[Start of RECORDS SUPPLIED]
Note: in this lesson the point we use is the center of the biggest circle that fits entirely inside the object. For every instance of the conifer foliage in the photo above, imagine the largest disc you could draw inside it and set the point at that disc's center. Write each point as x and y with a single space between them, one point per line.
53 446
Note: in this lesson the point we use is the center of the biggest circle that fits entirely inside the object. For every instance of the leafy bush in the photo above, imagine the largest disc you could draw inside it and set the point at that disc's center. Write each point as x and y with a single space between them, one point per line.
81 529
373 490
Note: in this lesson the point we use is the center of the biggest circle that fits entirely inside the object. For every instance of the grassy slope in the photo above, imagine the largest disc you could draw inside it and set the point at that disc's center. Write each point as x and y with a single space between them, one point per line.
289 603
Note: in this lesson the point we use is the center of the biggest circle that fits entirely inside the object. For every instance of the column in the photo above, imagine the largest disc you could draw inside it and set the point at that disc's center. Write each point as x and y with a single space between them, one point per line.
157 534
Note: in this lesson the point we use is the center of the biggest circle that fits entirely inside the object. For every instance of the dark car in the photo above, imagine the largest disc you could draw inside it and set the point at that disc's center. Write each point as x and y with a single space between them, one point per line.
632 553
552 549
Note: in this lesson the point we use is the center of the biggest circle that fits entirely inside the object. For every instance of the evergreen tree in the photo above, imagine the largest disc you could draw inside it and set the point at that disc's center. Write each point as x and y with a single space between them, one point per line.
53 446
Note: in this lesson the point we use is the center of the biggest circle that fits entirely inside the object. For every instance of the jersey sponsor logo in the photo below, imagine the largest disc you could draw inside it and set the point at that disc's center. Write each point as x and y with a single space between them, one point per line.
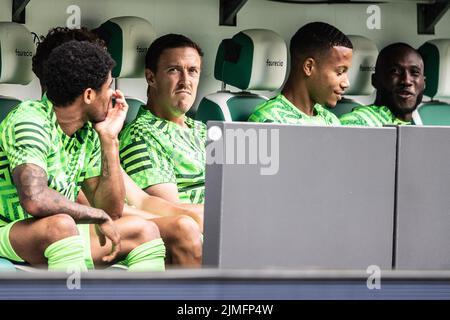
[End of RECORDS SUPPLIED]
WORK REQUIRED -> Which lines in the records contain the word "tree"? Copy each of those lines in full.

RESULT OF THIS TASK ->
Note: in this lesson the point we use is the center of the biggest circle that fits entirely inside the object. For every instance of the evergreen tree in the photo above, imagine the largest disc you could draw inside it and set the point at that disc's center. Write each point as x and y with a single space between them, one point per line.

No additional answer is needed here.